### [Text provided]
- - -

Afghan 'health link' to uranium

Monday, May 5, 2008

Doctors in Afghanistan say rates of some health problems affecting children have doubled in the last two years.

Some scientists say the rise is linked to use of weapons containing depleted uranium (DU) by the US-led coalition that invaded the country in 2001.

A Canadian research group found very high levels of uranium in Afghans during tests just after the invasion.

A US forces spokesman denied its weapons were affecting the health of Afghans or the country's environment.

But claims made in the BBC World Service One Planet programme suggest the invasion may have left an unwelcome legacy for the country's environment and the health of its people.

Doctors in Kabul and Kandahar showed data indicating that the incidence of a number of health conditions, including birth defects, has doubled in under two years.

"We have premature births and malformations," said one doctor, who wished to remain anonymous, in one of the main maternity and neo-natal hospitals in the country.

"Malformations include neural tube defects and malformation of limbs; for example, the head is smaller than normal, or the head is larger than normal, or there is a big mass on the back of the baby.

"We don't know what is the cause of these malformations."

Heavy metal
The Canada-based Uranium Medical Research Centre (UMRC) believes the cause might be depleted uranium.

In 2002 and 2003 the group ran programmes analysing urine from Afghans.

In some, it found levels of uranium hundreds of times greater than in Gulf War veterans.

Asaf Durakovic, URMC's president and a former US army adviser, believes that exposure to DU weapons may have brought a rise in birth defects as well as "symptoms of muscular-skeletal pains, immune system disorders, lung disease, and eventually cancer".

Depleted uranium and natural uranium contain different ratios of two isotopes of the metal.

So scientists can tell whether a person has been exposed to the natural form, or to DU.

- - -

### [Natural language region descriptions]
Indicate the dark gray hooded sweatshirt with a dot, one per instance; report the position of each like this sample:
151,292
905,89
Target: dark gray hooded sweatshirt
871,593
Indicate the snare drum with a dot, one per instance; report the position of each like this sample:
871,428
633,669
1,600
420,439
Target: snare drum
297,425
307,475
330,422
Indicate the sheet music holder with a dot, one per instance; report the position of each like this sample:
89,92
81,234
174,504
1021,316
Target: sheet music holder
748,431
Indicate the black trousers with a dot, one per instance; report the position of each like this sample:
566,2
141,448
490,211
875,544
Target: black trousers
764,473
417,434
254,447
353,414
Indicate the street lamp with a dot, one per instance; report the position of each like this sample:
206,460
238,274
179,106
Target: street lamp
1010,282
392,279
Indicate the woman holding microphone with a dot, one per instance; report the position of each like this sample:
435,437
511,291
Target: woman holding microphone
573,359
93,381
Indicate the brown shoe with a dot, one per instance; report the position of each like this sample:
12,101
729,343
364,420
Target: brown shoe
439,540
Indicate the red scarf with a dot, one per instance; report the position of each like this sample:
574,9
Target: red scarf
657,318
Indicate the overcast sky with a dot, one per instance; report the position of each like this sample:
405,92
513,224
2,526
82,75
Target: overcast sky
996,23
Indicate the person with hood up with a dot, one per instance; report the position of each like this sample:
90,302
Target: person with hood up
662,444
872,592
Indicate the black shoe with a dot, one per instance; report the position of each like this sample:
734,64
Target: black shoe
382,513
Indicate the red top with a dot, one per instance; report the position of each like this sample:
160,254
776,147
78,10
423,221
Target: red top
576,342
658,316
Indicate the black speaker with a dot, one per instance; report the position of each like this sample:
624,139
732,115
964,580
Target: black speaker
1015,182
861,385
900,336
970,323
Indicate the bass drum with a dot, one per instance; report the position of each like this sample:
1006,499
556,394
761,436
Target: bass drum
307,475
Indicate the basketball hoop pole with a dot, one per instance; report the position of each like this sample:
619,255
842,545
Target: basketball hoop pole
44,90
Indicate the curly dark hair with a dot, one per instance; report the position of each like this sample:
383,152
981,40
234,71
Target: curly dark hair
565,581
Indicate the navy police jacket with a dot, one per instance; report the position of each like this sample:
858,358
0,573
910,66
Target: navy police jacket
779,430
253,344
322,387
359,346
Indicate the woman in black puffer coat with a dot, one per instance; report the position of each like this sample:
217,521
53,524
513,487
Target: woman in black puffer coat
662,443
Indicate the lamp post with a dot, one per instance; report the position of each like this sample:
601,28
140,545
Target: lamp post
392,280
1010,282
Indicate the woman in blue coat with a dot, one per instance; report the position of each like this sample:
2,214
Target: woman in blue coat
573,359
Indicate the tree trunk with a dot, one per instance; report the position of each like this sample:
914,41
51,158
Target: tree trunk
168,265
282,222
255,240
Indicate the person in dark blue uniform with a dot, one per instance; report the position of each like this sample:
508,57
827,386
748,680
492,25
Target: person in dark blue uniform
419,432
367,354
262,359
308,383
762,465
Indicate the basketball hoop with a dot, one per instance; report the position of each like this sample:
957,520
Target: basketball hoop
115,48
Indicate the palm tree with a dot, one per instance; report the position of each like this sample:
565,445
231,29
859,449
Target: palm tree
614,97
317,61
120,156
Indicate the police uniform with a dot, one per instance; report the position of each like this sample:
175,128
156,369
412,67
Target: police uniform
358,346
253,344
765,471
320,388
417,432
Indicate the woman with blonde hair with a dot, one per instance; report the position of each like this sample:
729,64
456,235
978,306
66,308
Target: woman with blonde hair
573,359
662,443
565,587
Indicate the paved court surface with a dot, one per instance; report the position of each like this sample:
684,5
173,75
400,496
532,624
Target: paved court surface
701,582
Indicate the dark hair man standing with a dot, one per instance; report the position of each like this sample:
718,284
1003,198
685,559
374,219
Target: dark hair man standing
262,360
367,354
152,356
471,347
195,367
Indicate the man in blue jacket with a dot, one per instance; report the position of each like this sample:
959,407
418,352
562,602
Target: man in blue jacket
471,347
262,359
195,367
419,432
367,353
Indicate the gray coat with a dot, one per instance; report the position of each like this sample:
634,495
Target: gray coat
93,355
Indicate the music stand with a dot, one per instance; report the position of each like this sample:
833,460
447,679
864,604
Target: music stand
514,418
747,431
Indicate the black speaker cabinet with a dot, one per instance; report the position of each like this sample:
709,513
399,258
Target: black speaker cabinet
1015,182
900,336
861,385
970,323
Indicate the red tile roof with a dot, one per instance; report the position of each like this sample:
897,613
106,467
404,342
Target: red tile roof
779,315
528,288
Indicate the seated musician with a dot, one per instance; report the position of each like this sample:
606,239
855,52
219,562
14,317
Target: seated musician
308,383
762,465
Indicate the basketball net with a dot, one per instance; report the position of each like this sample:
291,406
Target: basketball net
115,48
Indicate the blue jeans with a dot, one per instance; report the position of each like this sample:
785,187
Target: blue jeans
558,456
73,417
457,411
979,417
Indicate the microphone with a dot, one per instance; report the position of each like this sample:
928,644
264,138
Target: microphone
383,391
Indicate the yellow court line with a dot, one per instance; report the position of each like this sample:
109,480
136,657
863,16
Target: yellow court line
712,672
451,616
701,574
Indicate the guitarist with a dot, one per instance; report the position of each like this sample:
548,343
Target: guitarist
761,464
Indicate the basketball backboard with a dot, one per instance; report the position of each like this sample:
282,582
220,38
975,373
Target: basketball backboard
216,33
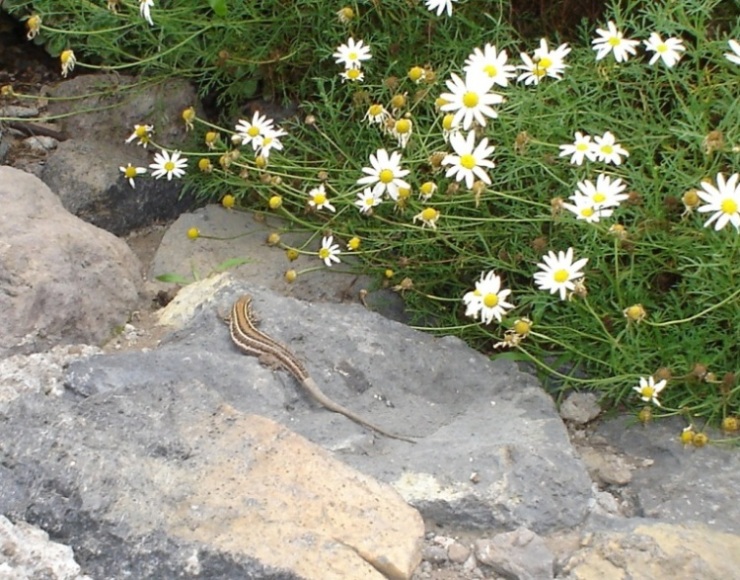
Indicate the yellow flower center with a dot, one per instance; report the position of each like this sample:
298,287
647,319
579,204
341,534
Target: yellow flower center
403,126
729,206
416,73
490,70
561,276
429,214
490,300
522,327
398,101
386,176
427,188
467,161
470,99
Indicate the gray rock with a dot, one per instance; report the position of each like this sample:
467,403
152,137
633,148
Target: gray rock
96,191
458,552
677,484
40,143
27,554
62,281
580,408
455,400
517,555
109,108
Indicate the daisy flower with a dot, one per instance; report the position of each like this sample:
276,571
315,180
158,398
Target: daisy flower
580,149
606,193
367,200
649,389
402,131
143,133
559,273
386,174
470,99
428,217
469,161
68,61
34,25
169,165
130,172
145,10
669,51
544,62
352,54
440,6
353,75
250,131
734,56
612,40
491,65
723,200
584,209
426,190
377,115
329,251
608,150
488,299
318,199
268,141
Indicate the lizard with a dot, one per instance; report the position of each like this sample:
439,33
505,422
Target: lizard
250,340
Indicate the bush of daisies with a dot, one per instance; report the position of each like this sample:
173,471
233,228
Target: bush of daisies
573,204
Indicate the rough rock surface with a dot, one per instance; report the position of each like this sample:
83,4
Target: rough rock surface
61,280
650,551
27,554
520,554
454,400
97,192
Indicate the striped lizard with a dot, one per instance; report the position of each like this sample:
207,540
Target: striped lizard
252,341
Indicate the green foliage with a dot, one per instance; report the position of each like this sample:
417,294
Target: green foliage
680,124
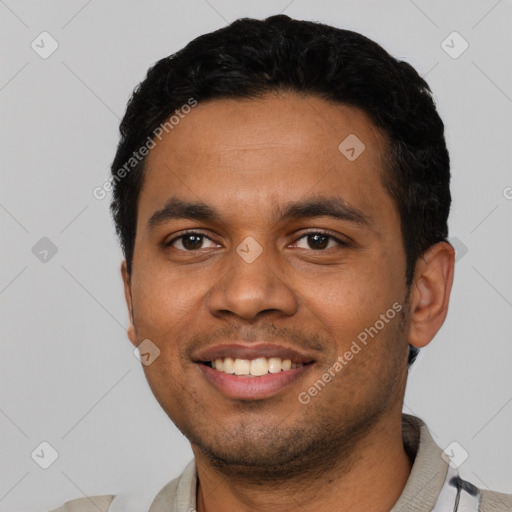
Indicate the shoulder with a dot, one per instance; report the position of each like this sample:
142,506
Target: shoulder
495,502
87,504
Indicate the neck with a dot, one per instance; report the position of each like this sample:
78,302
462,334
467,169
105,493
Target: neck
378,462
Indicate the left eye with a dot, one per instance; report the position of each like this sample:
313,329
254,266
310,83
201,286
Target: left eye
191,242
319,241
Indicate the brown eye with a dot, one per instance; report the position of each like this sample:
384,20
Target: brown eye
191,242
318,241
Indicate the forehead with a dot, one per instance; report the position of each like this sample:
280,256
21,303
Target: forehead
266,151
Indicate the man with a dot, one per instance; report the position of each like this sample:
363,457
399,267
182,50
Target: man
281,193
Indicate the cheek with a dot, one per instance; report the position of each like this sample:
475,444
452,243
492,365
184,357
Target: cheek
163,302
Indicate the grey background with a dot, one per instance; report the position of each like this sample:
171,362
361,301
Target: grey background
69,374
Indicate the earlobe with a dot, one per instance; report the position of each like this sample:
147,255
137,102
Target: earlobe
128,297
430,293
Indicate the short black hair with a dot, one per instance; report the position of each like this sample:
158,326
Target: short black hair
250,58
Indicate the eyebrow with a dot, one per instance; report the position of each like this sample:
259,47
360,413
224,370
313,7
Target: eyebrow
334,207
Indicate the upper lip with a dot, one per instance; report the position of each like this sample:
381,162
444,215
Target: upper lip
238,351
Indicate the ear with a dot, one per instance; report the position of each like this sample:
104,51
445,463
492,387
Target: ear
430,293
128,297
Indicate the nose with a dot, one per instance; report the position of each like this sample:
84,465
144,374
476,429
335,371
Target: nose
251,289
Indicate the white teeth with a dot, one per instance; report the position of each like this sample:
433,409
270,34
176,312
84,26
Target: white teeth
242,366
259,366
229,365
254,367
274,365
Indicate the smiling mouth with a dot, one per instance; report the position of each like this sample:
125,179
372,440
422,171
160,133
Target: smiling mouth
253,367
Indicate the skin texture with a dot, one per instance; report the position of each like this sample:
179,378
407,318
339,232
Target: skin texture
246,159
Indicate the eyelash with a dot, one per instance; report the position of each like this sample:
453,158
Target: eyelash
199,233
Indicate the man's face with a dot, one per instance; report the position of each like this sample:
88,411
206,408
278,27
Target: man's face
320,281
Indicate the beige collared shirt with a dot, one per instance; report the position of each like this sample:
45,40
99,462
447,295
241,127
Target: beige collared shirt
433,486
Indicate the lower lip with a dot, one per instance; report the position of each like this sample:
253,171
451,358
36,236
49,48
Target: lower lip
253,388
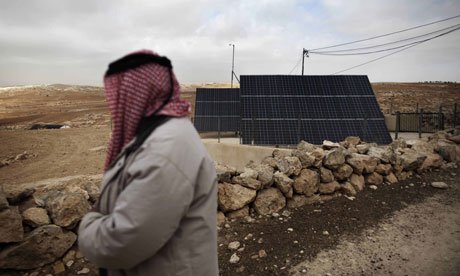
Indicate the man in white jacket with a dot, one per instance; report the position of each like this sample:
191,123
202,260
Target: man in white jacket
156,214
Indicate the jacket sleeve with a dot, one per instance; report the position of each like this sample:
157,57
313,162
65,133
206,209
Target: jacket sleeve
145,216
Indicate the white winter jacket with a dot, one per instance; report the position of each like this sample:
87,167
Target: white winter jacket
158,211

- - -

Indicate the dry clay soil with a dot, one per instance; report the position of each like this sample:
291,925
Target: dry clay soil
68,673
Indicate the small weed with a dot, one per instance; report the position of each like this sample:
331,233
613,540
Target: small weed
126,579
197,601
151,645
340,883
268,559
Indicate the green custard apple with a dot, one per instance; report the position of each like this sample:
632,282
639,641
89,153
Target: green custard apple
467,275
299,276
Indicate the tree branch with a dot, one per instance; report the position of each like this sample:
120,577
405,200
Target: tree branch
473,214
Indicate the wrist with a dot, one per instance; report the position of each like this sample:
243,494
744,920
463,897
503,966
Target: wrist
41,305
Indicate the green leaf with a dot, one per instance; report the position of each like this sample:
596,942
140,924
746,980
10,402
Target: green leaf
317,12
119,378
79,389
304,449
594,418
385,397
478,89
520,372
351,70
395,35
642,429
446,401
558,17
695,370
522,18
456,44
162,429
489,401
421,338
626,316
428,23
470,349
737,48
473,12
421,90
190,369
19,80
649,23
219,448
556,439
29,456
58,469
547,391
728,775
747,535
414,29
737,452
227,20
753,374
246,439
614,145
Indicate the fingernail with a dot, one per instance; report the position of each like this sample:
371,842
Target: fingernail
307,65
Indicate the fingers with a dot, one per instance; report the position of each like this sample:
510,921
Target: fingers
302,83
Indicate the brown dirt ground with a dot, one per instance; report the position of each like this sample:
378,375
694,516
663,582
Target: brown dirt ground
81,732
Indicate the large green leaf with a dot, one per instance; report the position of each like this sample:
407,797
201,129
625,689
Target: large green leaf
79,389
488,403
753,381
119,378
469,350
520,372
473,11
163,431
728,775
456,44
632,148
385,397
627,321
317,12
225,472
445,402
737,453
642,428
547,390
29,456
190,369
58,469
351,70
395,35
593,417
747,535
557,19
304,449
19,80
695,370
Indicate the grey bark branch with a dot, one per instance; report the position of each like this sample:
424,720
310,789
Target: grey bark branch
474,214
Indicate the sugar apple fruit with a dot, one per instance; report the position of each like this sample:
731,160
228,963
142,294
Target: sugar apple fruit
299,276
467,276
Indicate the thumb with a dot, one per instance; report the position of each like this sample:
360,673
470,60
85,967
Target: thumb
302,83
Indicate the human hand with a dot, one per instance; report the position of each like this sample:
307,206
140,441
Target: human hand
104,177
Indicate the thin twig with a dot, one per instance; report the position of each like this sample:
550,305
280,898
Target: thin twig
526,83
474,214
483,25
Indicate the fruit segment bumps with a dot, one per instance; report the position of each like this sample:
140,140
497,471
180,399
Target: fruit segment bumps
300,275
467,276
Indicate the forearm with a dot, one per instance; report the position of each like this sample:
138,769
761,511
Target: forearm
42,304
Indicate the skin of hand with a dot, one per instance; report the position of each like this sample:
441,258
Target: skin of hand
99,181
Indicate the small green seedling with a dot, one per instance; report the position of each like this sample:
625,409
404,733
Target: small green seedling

- - -

### [Parts of the exercise]
- 1) In the article on depleted uranium in Afghanistan, in which years did the Canadian research group analyze urine from Afghans?
- 2) Return the part of the article on depleted uranium in Afghanistan that opens with the words containing "Doctors in Afghanistan" and closes with "of its people.".
- 3) Resume the article on depleted uranium in Afghanistan from the point where it stops.

### [Answers by item]
- 1) 2002 and 2003.

- 2)
Doctors in Afghanistan say rates of some health problems affecting children have doubled in the last two years.

Some scientists say the rise is linked to use of weapons containing depleted uranium (DU) by the US-led coalition that invaded the country in 2001.

A Canadian research group found very high levels of uranium in Afghans during tests just after the invasion.

A US forces spokesman denied its weapons were affecting the health of Afghans or the country's environment.

But claims made in the BBC World Service One Planet programme suggest the invasion may have left an unwelcome legacy for the country's environment and the health of its people.

- 3)
DU is used in armour-piercing shells because its density means it can penetrate further than other metals.

Dr Durakovic said his research showed that in Afghanistan, coalition forces had also used DU in "bunker buster" bombs, which can penetrate tens of metres into the soil.

"In Afghanistan it has to be... a weapon that destroys not only bunkers or caves, but also penetrates through the soil and through the fragile environment of the mountains."

Strange fruit
Villagers near the Tora Bora mountains, scene of a massive coalition attack in 2001 aimed at forcing Osama bin Laden out of a cave complex where he was believed to be hiding, suspect the bombs brought an increase in diseases and other problems.

DEPLETED URANIUM

  • Has a reduced proportion of isotope Uranium-235
  • Less radioactive than natural uranium and very dense
  • Military uses include defensive armour plating, armour-penetrating ordnance
  • Can be inhaled as dust or ingested in contaminated food and water near impact sites

"There was a strange smell, and most of the trees here did not yield fruit," recounted Yusuf Khan.

Another villager, Bakhtawar, said: "There were three or four babies born in our area whose arms and legs and faces were not normal; they were malformed."

But Faizullah Kakar, Afghanistan's deputy health minister, countered: "Health defects are common in Afghanistan.

"We want to find out if it is nutritional deficiency or environmental contamination with certain radiation that is doing it."

Disputed claims
The US military rejects claims that it used DU-containing bunker busters in Afghanistan.

It also denies allegations that the weapons it used in Afghanistan are affecting health and the environment.

"We don't use depleted uranium in Afghanistan; we don't have a requirement to use that," said Major Chris Belcher, spokesman for the coalition forces.

But he said such weapons might have been used in the past.

"I don't have any knowledge of what might have been used in 2001 and 2002. If there was an armour threat, the DU rounds would have been used to counter that threat."

Dr C Ross Anthony from the Rand Corporation, the US think-tank, suggested use of DU ordnance would have been light in Afghanistan.

"With very few of them (DU weapons) being used, it is hard for me to imagine that much of a real environmental problem exists," he said.

What next?
Some scientific experts suggested performing further research into the alleged damage caused by weapons used in the country.

But officials in Afghanistan's newly established National Environmental Protection Agency said they did not have the necessary equipment or expertise to investigate properly.

And Chris Alexander from the United Nations Assistance Mission for Afghanistan (UNAMA) acknowledged it was a concern, but said: "We have no idea what the scale is, nor do we have special knowledge about environmental implications."

Asaf Durakovic would prefer that concrete measures be taken now.

"The best thing is to relocate the population; people have to be moved from the areas that have been highly contaminated to safe areas to provide medical testing and medical care."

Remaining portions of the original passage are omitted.